# Records supplied
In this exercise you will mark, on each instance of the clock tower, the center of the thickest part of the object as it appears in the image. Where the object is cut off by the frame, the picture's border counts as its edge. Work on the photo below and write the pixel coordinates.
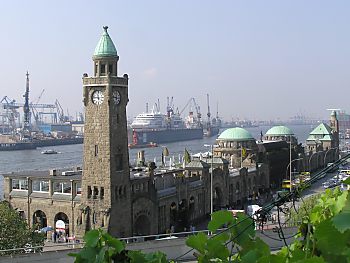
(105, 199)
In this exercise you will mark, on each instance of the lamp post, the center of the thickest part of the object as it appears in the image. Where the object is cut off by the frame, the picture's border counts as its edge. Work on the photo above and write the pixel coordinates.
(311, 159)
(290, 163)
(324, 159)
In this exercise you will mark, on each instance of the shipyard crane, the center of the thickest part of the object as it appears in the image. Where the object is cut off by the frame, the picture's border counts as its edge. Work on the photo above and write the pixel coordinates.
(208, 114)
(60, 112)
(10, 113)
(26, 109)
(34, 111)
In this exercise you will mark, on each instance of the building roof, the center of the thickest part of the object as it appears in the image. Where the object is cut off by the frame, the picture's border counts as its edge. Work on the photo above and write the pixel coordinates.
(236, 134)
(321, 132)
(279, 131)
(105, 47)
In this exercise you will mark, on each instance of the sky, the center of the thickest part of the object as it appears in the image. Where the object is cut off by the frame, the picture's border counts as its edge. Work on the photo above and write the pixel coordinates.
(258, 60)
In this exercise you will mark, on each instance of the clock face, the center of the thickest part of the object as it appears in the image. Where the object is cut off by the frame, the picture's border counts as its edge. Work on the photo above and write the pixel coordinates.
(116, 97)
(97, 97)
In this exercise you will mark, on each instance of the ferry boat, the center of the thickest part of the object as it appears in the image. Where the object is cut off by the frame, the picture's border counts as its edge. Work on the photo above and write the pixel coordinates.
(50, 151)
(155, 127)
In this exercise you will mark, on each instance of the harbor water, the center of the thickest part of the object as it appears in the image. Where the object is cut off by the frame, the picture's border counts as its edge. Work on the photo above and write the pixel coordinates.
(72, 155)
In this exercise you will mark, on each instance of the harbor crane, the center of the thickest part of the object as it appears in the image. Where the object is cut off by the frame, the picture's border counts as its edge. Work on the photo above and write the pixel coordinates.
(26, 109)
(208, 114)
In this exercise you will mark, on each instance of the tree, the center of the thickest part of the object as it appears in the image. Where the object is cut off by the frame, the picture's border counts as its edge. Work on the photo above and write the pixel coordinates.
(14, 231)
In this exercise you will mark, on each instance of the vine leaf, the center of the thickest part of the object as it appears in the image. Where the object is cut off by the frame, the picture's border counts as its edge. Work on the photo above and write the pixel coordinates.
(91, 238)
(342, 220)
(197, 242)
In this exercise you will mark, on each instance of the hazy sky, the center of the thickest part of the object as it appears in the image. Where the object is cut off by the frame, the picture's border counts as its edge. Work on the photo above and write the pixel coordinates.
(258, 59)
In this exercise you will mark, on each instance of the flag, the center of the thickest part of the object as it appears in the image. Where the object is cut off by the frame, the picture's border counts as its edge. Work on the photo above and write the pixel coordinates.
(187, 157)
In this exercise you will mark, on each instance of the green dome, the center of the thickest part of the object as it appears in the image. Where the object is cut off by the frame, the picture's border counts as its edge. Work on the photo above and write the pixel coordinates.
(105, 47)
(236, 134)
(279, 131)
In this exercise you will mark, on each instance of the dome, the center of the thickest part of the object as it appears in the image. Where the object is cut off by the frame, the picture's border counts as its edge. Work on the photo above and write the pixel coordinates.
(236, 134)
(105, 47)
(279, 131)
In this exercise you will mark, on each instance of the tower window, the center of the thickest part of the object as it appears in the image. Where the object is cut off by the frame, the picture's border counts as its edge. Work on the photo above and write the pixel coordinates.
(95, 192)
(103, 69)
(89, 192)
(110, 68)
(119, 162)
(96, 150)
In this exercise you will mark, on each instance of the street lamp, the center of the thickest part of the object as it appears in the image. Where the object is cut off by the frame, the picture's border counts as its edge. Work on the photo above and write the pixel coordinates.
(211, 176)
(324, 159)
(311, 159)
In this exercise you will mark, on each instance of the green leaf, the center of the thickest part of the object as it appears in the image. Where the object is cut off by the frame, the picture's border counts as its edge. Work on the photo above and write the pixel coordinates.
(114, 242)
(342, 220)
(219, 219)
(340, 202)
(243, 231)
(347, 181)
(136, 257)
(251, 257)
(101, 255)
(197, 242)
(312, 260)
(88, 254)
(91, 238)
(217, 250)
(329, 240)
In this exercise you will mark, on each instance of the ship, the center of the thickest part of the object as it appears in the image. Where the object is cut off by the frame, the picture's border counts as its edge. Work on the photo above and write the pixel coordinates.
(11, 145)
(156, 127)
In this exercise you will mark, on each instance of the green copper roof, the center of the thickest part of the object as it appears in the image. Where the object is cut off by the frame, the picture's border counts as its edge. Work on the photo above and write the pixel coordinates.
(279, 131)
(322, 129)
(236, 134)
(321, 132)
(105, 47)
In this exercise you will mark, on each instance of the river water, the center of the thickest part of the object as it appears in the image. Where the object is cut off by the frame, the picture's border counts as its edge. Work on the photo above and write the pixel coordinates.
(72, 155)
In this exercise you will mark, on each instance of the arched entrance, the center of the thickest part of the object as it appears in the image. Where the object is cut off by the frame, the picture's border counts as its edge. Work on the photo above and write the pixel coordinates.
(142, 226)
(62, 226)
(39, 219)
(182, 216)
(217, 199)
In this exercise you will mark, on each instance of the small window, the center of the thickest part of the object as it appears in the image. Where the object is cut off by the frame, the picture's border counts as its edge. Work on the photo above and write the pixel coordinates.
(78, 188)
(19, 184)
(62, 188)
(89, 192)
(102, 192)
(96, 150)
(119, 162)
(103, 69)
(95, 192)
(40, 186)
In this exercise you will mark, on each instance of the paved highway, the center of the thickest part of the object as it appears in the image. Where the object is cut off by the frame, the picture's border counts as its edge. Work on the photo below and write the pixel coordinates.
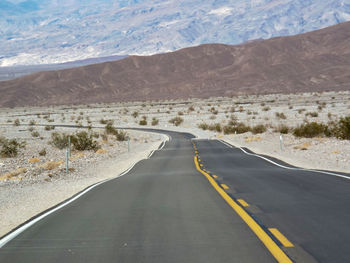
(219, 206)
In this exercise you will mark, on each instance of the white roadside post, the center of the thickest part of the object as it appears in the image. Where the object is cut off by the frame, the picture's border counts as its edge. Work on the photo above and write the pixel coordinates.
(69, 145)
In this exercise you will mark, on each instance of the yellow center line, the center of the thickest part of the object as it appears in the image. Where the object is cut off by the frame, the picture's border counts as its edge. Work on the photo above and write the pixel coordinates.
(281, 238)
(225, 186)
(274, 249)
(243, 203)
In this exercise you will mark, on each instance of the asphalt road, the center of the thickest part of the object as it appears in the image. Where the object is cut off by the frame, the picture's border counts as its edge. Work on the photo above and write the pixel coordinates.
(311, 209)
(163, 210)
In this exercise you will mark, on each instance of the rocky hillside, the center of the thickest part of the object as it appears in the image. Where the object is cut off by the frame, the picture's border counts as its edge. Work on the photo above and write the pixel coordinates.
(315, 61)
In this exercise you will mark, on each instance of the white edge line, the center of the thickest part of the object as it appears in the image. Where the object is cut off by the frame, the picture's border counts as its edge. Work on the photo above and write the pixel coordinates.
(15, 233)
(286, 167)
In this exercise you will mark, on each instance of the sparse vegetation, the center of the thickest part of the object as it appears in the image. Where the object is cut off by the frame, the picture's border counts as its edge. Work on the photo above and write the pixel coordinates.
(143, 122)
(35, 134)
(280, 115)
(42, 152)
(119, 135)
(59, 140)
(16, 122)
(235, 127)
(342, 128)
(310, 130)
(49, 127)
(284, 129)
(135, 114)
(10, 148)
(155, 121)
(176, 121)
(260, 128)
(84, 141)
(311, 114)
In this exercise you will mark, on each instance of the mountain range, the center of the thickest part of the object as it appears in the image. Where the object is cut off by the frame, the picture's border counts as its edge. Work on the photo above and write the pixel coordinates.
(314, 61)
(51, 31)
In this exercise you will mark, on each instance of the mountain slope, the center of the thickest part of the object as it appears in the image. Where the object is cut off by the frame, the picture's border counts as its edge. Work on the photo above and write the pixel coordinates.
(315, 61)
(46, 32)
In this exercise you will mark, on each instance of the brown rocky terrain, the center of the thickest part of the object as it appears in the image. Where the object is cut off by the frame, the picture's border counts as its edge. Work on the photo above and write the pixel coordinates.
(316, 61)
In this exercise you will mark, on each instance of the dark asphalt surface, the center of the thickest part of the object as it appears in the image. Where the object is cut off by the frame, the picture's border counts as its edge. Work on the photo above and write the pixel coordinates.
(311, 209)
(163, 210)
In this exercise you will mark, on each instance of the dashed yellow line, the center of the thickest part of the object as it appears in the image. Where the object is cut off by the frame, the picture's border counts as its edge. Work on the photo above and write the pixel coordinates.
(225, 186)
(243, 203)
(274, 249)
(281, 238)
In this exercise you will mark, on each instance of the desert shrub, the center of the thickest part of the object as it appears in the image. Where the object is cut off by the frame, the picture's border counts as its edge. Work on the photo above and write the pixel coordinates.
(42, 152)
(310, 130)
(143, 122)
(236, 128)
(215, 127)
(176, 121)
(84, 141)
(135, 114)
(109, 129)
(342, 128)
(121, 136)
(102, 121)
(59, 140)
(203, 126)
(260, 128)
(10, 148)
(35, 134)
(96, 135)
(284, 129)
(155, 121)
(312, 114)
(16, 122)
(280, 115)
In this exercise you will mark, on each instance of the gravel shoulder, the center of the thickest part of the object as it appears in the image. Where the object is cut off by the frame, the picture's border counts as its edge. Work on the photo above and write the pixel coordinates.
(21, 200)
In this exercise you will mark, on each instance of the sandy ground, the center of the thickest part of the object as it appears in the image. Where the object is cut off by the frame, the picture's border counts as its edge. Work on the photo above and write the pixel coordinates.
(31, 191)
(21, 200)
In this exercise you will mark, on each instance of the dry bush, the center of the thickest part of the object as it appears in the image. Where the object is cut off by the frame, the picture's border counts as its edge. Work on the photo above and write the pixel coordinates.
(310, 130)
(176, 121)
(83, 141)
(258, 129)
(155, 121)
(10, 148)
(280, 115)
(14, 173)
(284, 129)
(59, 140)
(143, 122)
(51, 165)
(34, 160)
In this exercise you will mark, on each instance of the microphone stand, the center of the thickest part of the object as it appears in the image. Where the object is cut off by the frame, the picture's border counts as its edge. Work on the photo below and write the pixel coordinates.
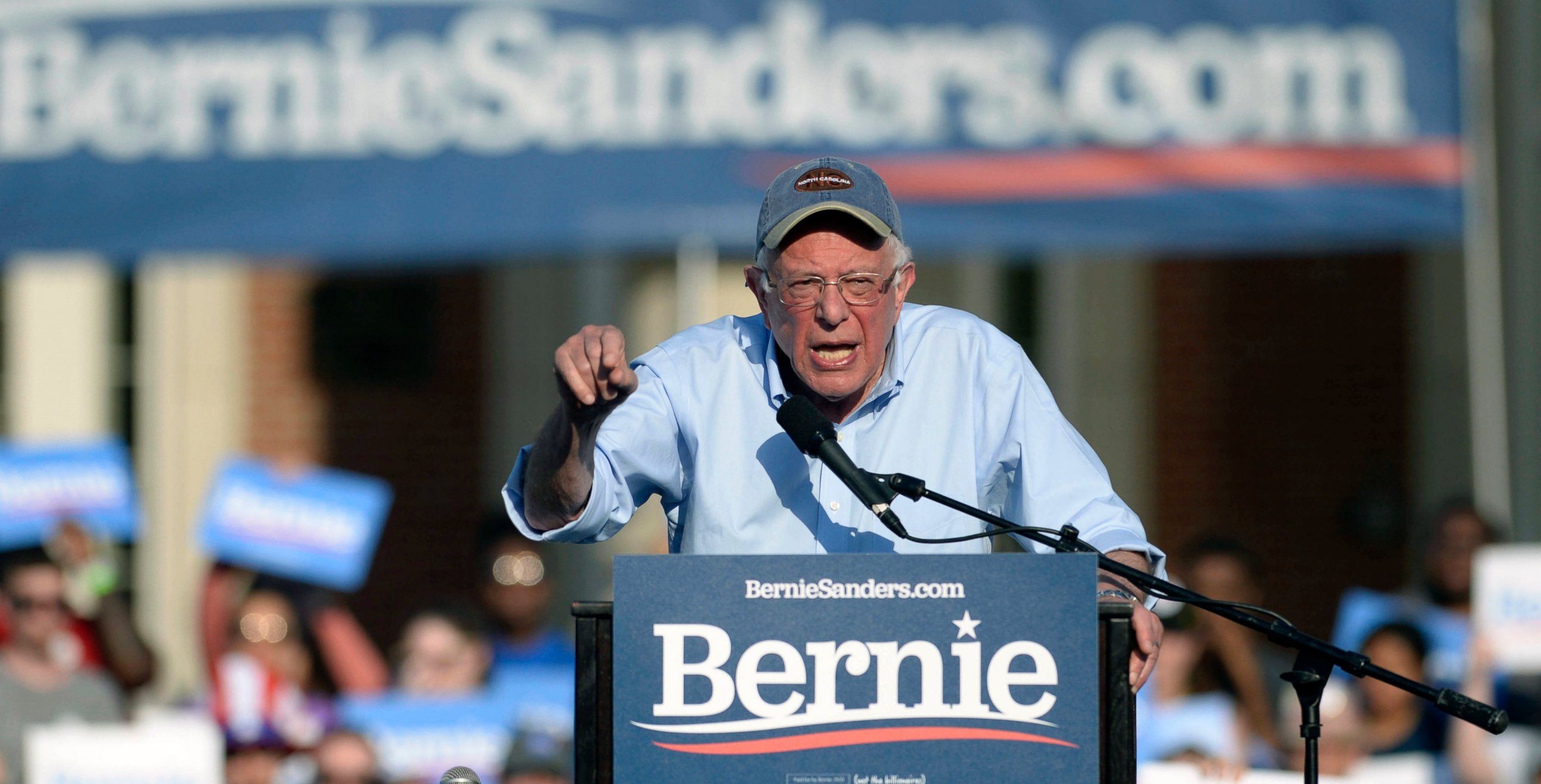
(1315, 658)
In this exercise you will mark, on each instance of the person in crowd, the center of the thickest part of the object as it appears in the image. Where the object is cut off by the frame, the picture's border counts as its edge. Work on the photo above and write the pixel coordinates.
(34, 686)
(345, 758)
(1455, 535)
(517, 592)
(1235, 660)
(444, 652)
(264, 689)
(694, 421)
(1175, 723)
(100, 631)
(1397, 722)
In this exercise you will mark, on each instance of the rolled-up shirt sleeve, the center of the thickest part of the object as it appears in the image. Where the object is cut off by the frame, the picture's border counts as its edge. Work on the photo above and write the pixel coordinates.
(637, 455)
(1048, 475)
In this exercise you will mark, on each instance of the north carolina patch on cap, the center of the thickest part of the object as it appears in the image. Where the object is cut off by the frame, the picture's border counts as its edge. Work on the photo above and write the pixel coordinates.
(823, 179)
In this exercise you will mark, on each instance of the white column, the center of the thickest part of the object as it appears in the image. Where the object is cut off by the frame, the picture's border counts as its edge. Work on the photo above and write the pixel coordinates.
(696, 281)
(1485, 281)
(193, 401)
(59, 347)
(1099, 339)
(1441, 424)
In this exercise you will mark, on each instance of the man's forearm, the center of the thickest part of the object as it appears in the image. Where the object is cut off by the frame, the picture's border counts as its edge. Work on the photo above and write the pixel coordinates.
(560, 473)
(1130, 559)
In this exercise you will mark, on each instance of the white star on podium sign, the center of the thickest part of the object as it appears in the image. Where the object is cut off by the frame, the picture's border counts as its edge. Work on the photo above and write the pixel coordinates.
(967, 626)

# Goal
Write out exactly the lines of the entries above that run from the line containing "of the north" through the last line, including both.

# Exercise result
In this exercise you will mark, on each instance of the north carolina patch on cap, the center of the thickest part of the object as it appears in the image. Where the object is cut off by the frame, the picture's border counts as its edge. Work on the photo above and write the pixel coordinates.
(823, 179)
In this exercise you will mark, on each instance of the white column, the center of the thickest part of the object as it appears in the image. Where the object is cut off by the frame, the picture's border counts as its edge. Work on the photo above and write the pixel coordinates.
(696, 281)
(1485, 281)
(193, 401)
(59, 347)
(1099, 339)
(1441, 424)
In this exercise you will mark, on each instance of the man's forearm, the center of the thickest part of the object as it appears in the image. Where the object is cut off by the frame, the picture's border counts as its edge. Work on the photo above and write the pixel coordinates.
(560, 473)
(1130, 559)
In this exercise you will mark, on each instance of the white star on podium sign, the center of the thickest part of the object as it appears in the image. Where the object is cut off by the frame, the picture's border counts as its edge. Work on the photo above and write the pixel coordinates.
(967, 626)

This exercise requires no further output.